DATA SECTION -

>>>

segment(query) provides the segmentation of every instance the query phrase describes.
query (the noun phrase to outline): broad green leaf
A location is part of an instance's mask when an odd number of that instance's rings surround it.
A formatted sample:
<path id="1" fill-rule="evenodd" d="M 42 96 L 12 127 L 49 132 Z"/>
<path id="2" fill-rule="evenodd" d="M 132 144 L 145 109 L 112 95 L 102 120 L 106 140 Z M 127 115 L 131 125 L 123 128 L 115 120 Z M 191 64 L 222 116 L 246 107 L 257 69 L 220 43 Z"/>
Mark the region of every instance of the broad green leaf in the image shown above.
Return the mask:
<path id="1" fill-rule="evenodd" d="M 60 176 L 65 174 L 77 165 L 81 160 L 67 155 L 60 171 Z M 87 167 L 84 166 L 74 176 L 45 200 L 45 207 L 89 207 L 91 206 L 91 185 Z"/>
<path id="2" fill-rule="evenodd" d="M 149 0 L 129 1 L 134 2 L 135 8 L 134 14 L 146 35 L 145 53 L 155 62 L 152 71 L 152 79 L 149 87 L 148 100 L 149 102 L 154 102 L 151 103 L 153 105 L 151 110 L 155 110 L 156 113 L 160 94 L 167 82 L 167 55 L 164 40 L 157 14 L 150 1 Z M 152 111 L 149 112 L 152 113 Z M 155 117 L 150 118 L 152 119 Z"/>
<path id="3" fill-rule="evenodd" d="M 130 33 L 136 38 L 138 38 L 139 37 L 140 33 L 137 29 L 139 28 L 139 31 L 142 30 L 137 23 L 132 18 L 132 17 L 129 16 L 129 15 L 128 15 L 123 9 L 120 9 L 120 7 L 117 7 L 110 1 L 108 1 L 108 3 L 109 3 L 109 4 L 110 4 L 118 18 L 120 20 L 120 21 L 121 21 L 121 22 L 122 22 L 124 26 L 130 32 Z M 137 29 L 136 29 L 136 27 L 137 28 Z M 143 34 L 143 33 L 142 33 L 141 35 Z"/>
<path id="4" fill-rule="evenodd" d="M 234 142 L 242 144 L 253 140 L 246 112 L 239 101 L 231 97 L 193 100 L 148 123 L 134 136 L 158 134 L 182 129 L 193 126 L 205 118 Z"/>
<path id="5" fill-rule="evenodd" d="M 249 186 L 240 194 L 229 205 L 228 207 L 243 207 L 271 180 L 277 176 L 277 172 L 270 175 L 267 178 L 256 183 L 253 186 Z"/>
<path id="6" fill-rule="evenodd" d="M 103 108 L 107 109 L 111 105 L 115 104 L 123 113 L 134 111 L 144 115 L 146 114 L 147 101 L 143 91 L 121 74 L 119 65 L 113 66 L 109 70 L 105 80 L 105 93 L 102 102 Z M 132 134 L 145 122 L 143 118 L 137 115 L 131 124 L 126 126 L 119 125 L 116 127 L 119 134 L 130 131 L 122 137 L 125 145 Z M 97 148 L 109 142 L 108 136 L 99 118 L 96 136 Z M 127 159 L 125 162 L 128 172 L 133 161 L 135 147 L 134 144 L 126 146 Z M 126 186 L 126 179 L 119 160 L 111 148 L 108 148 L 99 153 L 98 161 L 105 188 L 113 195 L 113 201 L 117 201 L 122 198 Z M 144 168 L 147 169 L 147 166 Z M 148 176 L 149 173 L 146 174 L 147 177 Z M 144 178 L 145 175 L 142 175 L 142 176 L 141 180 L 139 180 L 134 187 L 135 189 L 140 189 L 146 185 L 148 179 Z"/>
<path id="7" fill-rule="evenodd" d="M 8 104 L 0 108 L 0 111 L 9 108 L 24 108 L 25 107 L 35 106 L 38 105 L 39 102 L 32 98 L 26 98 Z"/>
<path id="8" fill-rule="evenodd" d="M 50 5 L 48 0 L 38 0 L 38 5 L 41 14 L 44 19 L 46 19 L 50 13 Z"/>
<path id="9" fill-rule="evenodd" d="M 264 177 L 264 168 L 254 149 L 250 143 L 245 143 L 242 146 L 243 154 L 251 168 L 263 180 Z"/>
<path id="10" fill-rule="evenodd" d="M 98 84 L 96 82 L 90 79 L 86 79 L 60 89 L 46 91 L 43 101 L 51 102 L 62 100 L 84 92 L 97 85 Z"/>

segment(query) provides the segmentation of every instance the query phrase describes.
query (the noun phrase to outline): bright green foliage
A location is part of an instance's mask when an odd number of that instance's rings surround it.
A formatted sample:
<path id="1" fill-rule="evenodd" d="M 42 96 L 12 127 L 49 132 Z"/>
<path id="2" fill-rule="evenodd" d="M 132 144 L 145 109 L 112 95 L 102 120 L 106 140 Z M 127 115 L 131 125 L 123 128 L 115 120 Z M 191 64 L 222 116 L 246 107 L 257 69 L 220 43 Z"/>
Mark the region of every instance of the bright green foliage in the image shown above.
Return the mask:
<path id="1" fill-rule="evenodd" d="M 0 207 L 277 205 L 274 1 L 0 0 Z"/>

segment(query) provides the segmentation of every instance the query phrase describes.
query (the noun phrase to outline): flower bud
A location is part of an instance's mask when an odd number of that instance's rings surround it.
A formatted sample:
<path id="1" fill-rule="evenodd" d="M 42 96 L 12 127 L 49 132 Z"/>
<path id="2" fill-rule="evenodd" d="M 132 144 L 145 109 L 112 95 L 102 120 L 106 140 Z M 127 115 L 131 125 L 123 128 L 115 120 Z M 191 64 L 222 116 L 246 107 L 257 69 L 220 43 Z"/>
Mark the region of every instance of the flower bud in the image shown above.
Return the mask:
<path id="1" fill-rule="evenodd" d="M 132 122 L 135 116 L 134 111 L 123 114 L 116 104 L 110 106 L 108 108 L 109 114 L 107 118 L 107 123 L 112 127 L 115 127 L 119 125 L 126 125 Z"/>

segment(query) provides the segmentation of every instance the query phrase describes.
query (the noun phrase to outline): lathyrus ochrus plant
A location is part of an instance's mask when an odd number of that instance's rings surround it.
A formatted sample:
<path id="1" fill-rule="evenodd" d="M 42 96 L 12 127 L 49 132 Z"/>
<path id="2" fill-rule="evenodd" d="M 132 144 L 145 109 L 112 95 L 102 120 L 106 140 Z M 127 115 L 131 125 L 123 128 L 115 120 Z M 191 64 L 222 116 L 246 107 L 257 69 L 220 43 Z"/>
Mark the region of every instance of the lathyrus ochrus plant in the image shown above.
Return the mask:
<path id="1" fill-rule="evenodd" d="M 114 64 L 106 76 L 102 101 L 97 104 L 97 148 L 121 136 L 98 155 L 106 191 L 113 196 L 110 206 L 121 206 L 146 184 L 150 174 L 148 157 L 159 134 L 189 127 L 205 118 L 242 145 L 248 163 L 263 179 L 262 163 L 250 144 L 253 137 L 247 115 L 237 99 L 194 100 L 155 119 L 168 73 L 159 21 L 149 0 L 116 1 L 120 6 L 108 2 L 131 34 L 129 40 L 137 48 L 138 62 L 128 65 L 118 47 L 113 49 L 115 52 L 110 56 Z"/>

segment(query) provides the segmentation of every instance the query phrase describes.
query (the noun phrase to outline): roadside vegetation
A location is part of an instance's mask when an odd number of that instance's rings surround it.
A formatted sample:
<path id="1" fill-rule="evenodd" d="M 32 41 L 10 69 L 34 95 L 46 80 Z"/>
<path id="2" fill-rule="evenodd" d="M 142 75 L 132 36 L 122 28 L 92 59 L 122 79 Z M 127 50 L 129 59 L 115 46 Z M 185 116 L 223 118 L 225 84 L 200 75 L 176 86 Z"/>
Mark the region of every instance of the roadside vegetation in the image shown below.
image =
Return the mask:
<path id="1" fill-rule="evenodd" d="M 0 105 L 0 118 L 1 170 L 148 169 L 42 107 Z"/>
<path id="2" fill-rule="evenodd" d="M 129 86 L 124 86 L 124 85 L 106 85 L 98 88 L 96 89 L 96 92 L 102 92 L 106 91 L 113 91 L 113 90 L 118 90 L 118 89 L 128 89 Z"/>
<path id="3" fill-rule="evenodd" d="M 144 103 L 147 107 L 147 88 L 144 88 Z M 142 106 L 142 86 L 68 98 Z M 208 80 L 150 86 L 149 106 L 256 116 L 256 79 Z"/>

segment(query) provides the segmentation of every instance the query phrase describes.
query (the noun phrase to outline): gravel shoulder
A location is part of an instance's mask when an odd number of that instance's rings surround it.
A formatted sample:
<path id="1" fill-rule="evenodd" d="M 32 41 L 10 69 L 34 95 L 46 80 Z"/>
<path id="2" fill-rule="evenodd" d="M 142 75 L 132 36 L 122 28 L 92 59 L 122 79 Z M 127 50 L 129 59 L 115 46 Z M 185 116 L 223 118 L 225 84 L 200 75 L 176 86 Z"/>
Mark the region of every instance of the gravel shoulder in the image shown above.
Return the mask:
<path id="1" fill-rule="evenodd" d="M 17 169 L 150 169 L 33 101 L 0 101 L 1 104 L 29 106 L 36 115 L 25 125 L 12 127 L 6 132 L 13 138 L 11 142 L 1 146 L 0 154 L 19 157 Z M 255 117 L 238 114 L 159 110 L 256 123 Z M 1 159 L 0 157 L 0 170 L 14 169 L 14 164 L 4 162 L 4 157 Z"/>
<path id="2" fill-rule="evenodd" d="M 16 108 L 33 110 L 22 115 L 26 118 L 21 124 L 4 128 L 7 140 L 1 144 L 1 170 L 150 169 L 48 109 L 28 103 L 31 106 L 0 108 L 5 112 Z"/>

<<<

EXERCISE DIRECTIONS - Edit the stretch from the start of the items through the line containing "149 0 L 129" so that "broad green leaf" becomes "maple leaf", leaving everything else unchanged.

CORRECT RESULT -
segment(query) provides the segmentation of every instance the query phrase describes.
query (the noun phrase to outline): maple leaf
A location is part of an instance's mask when an odd number of that instance's rings surround it.
A formatted sample:
<path id="1" fill-rule="evenodd" d="M 42 96 L 12 127 L 49 132 Z"/>
<path id="2" fill-rule="evenodd" d="M 132 144 L 145 109 L 112 95 L 102 120 L 106 140 Z M 127 115 L 131 125 L 123 128 L 115 120 Z M 191 64 L 222 116 L 246 107 L 257 69 L 220 43 Z"/>
Mark the region of every instance of the maple leaf in the image shown above.
Return the mask:
<path id="1" fill-rule="evenodd" d="M 60 176 L 65 174 L 77 165 L 81 160 L 67 155 L 60 171 Z M 87 167 L 84 166 L 74 176 L 45 200 L 45 207 L 89 207 L 91 206 L 91 185 Z"/>
<path id="2" fill-rule="evenodd" d="M 149 0 L 129 1 L 134 2 L 135 8 L 134 14 L 146 35 L 145 53 L 155 62 L 152 71 L 152 79 L 149 87 L 148 100 L 149 102 L 154 102 L 151 103 L 153 105 L 151 110 L 155 110 L 156 113 L 160 94 L 167 82 L 167 55 L 164 40 L 157 14 L 150 1 Z M 152 111 L 149 112 L 152 113 Z M 155 117 L 150 118 L 152 119 Z"/>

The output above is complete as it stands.